## Your objective
Restate, exactly as written, the entries below from the line that holds "pixel 438 592" through the line that holds "pixel 58 424". Pictures are not part of the copy.
====== Records to process
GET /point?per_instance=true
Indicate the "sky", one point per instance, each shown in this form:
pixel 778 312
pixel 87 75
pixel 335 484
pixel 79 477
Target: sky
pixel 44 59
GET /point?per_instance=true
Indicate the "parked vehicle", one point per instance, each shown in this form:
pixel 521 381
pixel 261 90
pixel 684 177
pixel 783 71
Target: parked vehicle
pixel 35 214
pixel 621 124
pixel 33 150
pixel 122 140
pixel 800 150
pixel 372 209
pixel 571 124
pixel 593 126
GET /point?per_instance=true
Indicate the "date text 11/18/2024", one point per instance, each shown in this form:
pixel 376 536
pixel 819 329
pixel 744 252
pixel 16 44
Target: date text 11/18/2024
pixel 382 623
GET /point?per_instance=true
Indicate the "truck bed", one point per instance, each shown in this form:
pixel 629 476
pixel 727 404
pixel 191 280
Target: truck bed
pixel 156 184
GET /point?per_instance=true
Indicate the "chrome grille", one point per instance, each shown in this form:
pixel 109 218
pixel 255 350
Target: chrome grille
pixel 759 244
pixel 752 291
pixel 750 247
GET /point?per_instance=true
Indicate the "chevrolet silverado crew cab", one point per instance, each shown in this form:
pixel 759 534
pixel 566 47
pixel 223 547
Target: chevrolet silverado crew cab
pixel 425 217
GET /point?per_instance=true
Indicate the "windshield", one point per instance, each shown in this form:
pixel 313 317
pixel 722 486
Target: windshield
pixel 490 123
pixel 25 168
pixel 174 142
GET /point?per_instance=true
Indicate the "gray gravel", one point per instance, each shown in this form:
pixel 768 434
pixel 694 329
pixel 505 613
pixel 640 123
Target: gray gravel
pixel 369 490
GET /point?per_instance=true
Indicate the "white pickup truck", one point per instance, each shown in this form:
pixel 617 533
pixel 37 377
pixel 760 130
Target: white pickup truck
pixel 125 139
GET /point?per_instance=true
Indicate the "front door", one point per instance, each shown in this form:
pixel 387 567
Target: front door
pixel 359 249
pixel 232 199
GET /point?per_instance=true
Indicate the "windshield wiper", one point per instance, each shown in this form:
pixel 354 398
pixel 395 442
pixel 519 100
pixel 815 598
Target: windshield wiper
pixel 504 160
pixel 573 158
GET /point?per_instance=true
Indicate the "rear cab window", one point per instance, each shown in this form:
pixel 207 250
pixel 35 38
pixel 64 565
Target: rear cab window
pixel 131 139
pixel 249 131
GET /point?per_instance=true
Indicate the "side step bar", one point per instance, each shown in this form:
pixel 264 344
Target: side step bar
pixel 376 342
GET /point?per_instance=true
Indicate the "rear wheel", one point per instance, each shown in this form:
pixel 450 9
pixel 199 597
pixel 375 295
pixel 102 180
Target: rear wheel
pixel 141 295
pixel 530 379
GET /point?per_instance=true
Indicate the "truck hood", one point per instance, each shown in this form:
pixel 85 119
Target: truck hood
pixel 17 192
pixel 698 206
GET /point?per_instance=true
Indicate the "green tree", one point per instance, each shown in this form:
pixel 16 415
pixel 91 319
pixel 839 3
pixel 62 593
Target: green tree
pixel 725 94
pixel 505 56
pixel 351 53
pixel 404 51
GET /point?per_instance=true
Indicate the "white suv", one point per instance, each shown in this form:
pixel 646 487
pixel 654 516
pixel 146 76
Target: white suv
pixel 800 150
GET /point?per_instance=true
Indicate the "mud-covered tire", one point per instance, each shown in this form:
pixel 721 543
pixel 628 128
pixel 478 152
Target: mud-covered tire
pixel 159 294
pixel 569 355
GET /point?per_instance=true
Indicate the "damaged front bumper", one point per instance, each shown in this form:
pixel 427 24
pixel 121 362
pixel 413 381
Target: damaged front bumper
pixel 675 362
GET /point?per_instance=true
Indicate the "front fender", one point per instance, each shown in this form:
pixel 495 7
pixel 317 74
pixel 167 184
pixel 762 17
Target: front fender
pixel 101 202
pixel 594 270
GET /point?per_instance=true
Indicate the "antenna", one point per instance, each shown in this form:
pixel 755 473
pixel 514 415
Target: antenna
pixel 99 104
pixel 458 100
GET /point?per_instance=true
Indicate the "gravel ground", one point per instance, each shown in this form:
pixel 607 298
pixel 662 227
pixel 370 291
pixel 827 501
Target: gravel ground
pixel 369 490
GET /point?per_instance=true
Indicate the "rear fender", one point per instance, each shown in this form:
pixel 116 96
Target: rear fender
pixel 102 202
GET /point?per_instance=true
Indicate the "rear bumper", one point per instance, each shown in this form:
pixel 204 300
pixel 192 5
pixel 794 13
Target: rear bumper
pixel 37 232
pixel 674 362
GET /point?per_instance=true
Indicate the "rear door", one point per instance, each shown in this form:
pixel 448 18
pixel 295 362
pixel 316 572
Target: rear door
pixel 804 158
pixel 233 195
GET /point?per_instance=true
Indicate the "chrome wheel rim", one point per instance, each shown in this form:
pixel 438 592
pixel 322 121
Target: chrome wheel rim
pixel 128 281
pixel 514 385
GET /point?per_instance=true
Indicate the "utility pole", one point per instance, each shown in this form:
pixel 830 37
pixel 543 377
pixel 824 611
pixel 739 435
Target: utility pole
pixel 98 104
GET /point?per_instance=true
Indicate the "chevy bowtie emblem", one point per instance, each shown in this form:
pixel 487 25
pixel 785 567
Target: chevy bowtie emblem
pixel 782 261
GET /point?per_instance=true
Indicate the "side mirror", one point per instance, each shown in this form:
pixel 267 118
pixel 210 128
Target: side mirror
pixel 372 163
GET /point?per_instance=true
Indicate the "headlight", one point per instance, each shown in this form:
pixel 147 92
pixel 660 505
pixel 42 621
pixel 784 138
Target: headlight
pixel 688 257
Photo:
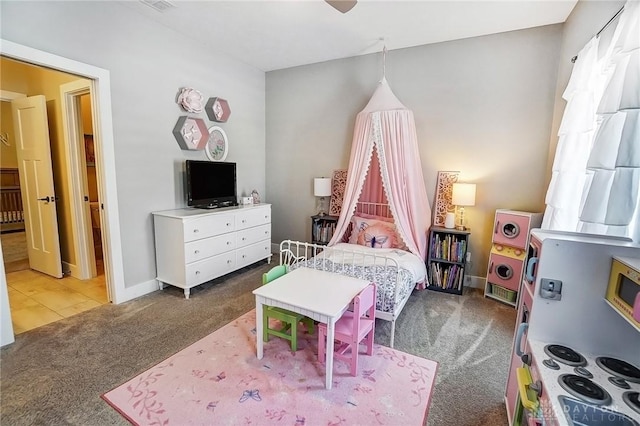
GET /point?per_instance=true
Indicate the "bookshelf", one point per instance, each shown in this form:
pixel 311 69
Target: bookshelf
pixel 322 228
pixel 446 261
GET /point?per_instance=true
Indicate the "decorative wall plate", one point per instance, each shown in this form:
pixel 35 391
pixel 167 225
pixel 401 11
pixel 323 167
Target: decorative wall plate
pixel 218 145
pixel 442 204
pixel 217 110
pixel 191 133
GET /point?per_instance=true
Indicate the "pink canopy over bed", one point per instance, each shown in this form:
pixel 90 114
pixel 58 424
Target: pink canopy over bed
pixel 384 154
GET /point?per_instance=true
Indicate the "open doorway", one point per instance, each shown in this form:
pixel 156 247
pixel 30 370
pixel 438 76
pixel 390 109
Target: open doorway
pixel 36 299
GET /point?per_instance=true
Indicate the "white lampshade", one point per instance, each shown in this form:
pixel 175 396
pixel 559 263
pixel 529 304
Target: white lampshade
pixel 463 194
pixel 322 187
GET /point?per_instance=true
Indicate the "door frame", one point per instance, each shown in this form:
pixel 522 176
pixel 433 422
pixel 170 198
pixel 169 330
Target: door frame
pixel 76 165
pixel 105 156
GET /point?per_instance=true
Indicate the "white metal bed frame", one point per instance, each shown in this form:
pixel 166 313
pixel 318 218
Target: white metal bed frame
pixel 292 252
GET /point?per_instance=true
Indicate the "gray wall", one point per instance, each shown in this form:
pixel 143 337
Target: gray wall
pixel 483 106
pixel 148 64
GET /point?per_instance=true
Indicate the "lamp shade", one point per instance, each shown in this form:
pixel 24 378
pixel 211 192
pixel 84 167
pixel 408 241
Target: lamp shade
pixel 322 187
pixel 463 194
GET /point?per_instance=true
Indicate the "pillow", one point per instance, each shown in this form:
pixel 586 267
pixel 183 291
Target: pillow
pixel 374 233
pixel 372 216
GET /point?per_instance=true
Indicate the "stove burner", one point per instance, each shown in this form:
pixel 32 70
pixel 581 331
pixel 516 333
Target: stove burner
pixel 584 389
pixel 619 382
pixel 631 398
pixel 565 355
pixel 619 368
pixel 581 371
pixel 550 363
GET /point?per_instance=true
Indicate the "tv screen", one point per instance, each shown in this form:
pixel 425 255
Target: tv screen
pixel 211 184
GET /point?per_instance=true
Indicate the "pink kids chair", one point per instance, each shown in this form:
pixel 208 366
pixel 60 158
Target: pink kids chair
pixel 351 329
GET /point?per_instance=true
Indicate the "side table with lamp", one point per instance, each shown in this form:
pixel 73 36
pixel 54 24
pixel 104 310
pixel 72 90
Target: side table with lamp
pixel 322 224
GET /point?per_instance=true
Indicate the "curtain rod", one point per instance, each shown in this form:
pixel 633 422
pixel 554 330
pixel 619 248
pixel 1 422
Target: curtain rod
pixel 604 27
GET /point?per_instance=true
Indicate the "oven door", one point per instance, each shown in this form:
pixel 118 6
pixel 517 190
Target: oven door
pixel 528 405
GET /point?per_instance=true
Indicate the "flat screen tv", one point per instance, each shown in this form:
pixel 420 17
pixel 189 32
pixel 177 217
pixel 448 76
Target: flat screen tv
pixel 211 184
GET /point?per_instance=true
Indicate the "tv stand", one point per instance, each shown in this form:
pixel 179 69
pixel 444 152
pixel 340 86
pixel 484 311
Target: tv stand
pixel 195 246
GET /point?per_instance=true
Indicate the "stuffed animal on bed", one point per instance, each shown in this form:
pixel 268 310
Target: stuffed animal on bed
pixel 377 235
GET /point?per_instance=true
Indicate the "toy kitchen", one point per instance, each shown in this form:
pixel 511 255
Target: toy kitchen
pixel 576 351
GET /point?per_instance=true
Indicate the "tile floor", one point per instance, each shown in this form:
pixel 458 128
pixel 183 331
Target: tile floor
pixel 37 299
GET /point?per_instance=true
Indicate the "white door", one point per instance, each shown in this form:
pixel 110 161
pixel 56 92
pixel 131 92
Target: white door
pixel 36 181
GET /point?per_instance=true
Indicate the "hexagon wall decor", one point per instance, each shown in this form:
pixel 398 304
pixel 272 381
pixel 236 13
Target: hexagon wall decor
pixel 218 110
pixel 191 133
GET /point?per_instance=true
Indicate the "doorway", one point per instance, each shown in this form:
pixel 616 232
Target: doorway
pixel 103 134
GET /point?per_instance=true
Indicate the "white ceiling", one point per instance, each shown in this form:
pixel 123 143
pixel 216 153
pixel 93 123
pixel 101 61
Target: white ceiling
pixel 277 34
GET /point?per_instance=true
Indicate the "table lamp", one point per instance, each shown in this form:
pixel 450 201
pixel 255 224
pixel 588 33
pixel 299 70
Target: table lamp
pixel 322 188
pixel 462 195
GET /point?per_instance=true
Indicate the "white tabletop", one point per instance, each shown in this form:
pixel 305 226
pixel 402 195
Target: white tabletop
pixel 326 293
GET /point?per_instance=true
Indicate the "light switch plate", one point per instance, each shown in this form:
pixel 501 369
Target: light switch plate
pixel 550 289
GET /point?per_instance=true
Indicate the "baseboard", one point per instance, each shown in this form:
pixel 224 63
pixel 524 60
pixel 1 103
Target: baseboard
pixel 475 282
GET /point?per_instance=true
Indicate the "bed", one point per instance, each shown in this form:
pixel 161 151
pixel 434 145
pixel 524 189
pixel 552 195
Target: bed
pixel 395 272
pixel 11 211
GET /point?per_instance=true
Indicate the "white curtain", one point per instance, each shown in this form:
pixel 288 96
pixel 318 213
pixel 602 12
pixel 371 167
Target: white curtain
pixel 595 183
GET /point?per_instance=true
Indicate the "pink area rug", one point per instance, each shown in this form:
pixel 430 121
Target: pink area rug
pixel 219 381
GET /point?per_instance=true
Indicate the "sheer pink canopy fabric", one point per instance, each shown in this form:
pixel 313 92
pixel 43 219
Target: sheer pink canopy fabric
pixel 384 154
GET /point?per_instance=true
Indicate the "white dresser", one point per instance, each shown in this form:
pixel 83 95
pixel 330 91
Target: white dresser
pixel 194 246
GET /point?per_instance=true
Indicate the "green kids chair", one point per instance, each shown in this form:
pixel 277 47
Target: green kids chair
pixel 289 319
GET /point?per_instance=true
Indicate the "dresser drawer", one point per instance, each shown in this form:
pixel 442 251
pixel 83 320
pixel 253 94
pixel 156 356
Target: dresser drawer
pixel 253 216
pixel 253 235
pixel 208 226
pixel 210 268
pixel 201 249
pixel 511 230
pixel 251 254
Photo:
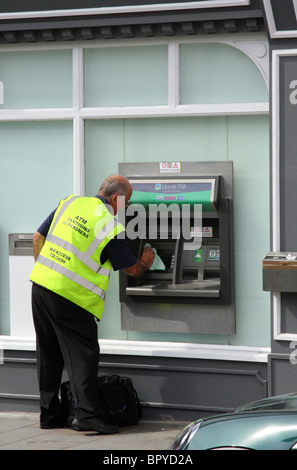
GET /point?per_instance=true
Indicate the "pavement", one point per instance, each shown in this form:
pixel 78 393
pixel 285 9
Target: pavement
pixel 21 431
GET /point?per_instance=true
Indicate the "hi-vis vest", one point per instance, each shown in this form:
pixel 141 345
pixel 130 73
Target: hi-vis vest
pixel 69 261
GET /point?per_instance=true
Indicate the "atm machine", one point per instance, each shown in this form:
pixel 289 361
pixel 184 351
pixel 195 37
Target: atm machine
pixel 186 215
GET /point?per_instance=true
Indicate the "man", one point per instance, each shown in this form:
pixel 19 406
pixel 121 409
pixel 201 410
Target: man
pixel 75 249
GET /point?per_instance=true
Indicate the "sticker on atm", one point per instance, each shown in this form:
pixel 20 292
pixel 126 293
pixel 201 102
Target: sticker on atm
pixel 198 256
pixel 201 232
pixel 214 255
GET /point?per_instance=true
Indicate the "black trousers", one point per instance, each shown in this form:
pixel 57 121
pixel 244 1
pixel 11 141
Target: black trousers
pixel 66 335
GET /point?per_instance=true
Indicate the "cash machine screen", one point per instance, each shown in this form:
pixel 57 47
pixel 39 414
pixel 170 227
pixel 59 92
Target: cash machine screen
pixel 198 191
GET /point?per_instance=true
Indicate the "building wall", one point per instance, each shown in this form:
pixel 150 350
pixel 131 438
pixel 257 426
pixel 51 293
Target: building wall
pixel 70 113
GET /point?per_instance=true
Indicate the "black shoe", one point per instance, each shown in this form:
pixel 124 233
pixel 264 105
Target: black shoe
pixel 51 425
pixel 94 424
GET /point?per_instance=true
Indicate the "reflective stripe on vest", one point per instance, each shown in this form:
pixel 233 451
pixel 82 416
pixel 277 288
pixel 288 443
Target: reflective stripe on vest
pixel 77 274
pixel 72 276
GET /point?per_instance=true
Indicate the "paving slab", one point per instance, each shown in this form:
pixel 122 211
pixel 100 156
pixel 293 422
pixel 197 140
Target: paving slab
pixel 21 431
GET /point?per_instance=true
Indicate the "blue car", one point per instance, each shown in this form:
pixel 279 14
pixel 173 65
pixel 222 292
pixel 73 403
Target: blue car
pixel 268 424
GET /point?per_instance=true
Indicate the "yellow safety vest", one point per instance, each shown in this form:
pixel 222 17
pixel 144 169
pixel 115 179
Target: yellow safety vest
pixel 69 261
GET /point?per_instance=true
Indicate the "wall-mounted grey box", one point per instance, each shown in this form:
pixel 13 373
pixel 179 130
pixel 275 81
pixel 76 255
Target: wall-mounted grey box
pixel 280 272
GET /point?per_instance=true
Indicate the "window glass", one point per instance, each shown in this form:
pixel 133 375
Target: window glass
pixel 36 79
pixel 217 73
pixel 36 171
pixel 126 76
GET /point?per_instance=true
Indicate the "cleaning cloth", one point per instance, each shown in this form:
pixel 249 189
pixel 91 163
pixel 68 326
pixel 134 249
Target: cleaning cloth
pixel 157 263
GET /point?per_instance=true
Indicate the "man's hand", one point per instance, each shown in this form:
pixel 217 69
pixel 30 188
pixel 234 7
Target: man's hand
pixel 38 242
pixel 145 262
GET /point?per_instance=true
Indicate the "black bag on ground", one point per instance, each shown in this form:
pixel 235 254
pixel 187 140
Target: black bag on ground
pixel 118 401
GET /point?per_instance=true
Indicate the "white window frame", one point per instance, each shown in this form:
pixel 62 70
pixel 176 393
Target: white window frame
pixel 275 150
pixel 256 49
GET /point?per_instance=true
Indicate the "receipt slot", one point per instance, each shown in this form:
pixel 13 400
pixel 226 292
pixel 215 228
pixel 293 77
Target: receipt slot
pixel 21 263
pixel 187 218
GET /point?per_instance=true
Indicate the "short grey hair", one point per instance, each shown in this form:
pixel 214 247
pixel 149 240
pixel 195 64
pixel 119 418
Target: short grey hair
============
## Response to this exercise
pixel 438 592
pixel 322 121
Target: chrome wheel rim
pixel 128 281
pixel 514 385
GET /point?per_instance=true
Indicate the "utility pole", one point per instance, each shown in this form:
pixel 830 37
pixel 543 377
pixel 824 611
pixel 739 435
Target: utility pole
pixel 98 104
GET /point?per_instance=true
Indicate the "chevy bowtie emblem", one point per instance, each shown in this form:
pixel 487 25
pixel 785 567
Target: chevy bowtie emblem
pixel 782 261
GET /point?per_instance=true
Indicate the "side mirror", one point per instance, each shown in this form:
pixel 267 118
pixel 210 128
Target: side mirror
pixel 372 163
GET /point?per_instance=true
Indicate the "headlight", one point per instance, each shown in this form:
pixel 147 92
pixel 660 505
pixel 42 621
pixel 784 138
Target: headlight
pixel 688 257
Photo:
GET /point?per_instance=true
Indicate the "bookshelf", one point per instance, each shown in this form:
pixel 311 69
Target: bookshelf
pixel 322 228
pixel 446 261
GET /point?per_instance=true
Indicate the "decorative wall plate", one point per instance, each shown in this form:
pixel 35 391
pixel 167 225
pixel 401 11
pixel 323 167
Target: decorative wall plate
pixel 218 145
pixel 442 204
pixel 217 110
pixel 191 133
GET /point?per_instance=true
Indicate the "pink canopy over bed", one point per instance, each shown in this form:
pixel 90 114
pixel 58 424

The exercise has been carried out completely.